Dataset records on object locations:
+---+

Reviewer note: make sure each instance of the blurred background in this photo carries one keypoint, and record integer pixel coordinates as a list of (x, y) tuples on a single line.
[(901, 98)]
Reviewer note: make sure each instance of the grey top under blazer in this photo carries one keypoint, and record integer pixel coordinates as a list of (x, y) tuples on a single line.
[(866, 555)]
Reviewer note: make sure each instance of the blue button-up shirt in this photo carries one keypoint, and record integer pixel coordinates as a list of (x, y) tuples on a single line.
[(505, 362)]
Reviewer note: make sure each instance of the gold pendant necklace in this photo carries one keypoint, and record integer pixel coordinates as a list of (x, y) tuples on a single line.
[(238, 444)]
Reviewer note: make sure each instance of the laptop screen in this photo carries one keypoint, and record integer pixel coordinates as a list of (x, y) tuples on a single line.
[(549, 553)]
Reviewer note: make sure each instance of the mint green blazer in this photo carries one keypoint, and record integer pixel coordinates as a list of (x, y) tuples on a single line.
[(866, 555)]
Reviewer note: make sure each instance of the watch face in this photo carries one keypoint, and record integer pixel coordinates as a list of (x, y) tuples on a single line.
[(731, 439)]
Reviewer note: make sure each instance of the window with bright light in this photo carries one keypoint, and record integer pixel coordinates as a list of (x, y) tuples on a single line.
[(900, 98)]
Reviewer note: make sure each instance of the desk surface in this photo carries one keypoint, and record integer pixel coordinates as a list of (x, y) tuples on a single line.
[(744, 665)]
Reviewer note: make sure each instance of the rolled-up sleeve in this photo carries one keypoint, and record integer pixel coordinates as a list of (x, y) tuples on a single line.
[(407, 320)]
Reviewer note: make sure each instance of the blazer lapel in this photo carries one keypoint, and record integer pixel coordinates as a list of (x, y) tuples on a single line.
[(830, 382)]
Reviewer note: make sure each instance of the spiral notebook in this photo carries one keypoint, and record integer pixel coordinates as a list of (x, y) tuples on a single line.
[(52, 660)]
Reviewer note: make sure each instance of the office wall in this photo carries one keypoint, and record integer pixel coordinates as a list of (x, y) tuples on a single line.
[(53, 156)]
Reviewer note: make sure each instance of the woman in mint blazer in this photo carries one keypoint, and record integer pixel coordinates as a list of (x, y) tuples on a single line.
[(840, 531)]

+---+

Output as a numbered list, with blank lines omitted, the lines of the records running from the line containing "Reviewer note: make sure each instance of the woman" through the end of the records, both inclusive.

Final result:
1. Reviewer note: make sure each instance of the woman in mint blazer in this photo carries one keypoint, and record integer pixel coordinates as a list of (x, y) tuples on a single line.
2. [(840, 531)]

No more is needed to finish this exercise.